Document text »
========================

I had the "HOLY SHIT I DID IT" moment again with the "Bender" obstacle. By that point I had already done penalty burpees on the Tyrolean Traverse and I had no interest in doing more. In my mind I was going to do everything possible to get by that Bender obstacle without subjecting myself to another set of that misery masquerading as exercise they call burpees. A woman who I had been chatting and racing with through a couple of obstacles helped make sure I secured myself along the first rung of the Bender and then I started working my way up and over with some other racers on the ground giving direction as to how to maneuver myself. I am certain this obstacle is where I racked up most of the bruises on my body as I both clung tightly so as not to fall and pushed through many awkward and painful positions to get myself over the obstacle. Once I was finally over and safely on the ground, I almost cried. And that was only a third of the way through the race.
There were so many things in that race that I thought I could never do which I did. Carry this huge stone. Climb over this wall. Crawl under this barbed wire. Keep going up and down this mountain all day long. Go under this dunk wall. Carry this bucket with rocks along this path. Burpees. Burpees. And more burpees. Carry this sandbag down this hill and back up again. Penalty hike up this mountain for missing the spearthrow. And this one for falling off the Twister. Keep going through the pouring rain and in the thunder and lightning as they close the course while you are less than a mile from the end and then wait to hear if the race officials will even let you finish. By the time it was over I was soaking wet, bruised, bloody, and happier than I had been in a very long time.
|Bucket Brigade and my race in a nutshell|
It took me weeks to recover, but it only took me hours to decide that I would be finishing the other two (shorter) length Spartan races this year in order to complete my Trifecta. I've got my eye on conquering Mountain Creek again in October and I plan on doing way fewer burpees this time around.
This year I also opened the last gift I ever received from Joe. Music was always one of the things that kept Joe and I connected. We loved going to shows together, listening to music at home or in the car, and learning new things about our favorite artists. Joe always seemed to be the guy who knew everything about everything when it came to music. It should come as no surprise then that, unbeknownst to me, he had pre-ordered a CD recording of the NYC show for the Greg Dulli tour we saw in Philly in 2010. That Philly show was the last one we saw together. We had tickets for the one in NYC too, but between having a baby at home and Joe not feeling 100% we decided that one show would have to be enough.
The CD arrived about a month and a half after Joe died and although I had opened the envelope (which was addressed to him) I had left the CD in its packaging. Until this year. So, in May, on the day that was 7 years from our last show together, I opened it. Listening to that album was one of the greatest moments of catharsis I've had in awhile. It became a special part of my year and I keep the CD in my car for those times when I want to have some moments with him where I'm doing more than just talking to the air.

========================

Work instruction » Reproduce the passage of the post that begins with the words containing "The CD arrived" and ends with "to the air.".

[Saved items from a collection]
========================

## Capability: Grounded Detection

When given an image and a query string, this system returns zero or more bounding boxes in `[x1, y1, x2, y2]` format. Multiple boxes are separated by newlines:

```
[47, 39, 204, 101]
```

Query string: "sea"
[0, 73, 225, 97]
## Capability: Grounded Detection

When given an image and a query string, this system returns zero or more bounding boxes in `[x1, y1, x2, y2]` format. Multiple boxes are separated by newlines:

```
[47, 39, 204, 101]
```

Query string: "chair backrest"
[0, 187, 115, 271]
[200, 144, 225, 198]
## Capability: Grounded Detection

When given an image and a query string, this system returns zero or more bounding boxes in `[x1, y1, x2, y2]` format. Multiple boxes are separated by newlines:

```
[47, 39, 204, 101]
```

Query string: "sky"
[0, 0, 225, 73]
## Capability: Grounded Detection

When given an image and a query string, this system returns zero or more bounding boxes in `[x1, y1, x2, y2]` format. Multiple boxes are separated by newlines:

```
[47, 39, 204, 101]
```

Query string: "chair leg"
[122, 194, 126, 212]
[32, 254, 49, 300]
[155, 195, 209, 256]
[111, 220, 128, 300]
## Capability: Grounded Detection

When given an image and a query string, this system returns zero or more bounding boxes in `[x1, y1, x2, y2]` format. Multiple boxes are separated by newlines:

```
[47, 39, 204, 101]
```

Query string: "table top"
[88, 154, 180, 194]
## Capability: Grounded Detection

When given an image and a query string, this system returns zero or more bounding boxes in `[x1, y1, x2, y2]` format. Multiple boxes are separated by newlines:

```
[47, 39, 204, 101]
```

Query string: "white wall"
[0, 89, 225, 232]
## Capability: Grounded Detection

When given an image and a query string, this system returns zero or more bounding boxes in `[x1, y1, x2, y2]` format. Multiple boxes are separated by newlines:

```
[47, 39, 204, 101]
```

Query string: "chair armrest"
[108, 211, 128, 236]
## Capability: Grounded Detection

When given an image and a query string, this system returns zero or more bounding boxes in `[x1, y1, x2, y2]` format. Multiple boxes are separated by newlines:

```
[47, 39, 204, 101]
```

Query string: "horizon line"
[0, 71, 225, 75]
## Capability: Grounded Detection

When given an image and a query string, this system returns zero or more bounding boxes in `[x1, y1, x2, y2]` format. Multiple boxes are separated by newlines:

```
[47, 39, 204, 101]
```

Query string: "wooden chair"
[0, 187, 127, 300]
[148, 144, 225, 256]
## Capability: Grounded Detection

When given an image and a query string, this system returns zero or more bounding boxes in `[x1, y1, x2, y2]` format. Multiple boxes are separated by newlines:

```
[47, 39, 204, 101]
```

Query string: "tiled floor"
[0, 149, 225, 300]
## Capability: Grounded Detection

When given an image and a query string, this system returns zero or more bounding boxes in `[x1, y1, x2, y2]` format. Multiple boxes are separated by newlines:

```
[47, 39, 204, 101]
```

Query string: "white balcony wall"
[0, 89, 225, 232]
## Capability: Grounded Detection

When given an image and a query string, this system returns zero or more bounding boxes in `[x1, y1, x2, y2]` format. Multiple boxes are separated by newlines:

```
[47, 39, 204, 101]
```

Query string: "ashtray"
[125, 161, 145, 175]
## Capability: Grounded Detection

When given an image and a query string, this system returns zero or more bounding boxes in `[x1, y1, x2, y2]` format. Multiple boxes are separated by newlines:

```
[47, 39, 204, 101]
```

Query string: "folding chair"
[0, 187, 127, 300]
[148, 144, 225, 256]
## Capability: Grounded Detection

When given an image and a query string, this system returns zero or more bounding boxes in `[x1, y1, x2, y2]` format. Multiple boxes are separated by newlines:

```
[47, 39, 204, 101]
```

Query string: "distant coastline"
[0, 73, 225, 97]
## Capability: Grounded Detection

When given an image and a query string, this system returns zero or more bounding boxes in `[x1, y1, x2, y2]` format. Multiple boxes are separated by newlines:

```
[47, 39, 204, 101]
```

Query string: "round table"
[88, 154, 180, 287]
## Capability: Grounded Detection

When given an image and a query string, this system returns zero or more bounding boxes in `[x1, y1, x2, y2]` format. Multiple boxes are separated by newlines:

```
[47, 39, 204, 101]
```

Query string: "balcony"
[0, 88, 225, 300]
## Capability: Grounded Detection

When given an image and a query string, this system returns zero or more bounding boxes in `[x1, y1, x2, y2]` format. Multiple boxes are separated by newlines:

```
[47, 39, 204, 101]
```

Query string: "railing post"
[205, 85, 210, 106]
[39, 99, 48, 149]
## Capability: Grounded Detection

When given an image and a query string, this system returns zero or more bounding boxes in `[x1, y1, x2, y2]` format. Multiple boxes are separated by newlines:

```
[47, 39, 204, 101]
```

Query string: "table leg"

========================

Answer below »
The CD arrived about a month and a half after Joe died and although I had opened the envelope (which was addressed to him) I had left the CD in its packaging. Until this year. So, in May, on the day that was 7 years from our last show together, I opened it. Listening to that album was one of the greatest moments of catharsis I've had in awhile. It became a special part of my year and I keep the CD in my car for those times when I want to have some moments with him where I'm doing more than just talking to the air.